• _PROBLEM STATEMENT_: In the passage on Latur's water shortage, who is Ravindra Jagtap?

• _QUOTED PASSAGE_:
Latur: A city with a population of five lakh, Latur offers a peek into a possible dystopian future for the rest of India. In the middle of the most severe drought of the past half century, everything here revolves around water. Social gatherings, family outings, VIP visits and administrative meetings are all connected in some way to water scarcity and ways to address it. Unless a solution to the water problem is found, what is happening in Latur could become the norm in the rest of India.
In Latur, where almost every sector is reeling under recession, the business of selling water is booming. The severe water scarcity has created an opportunity for profiteers to cash in on the crisis and sell water at exorbitant rates.
Supplying water gives the best return on investment, far greater than cultivating cash crops or starting an industrial unit. “People with access to water find it more profitable to sell it, rather than use it for any other purpose,” Ravindra Jagtap, a journalist who runs a news service covering Latur, said during an interview with Firstpost.

• _DATASET EXCERPT_:
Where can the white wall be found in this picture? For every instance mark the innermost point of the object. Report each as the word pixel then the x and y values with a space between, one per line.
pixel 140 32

• _RESULT OF THIS TASK_: A journalist who runs a news service covering Latur.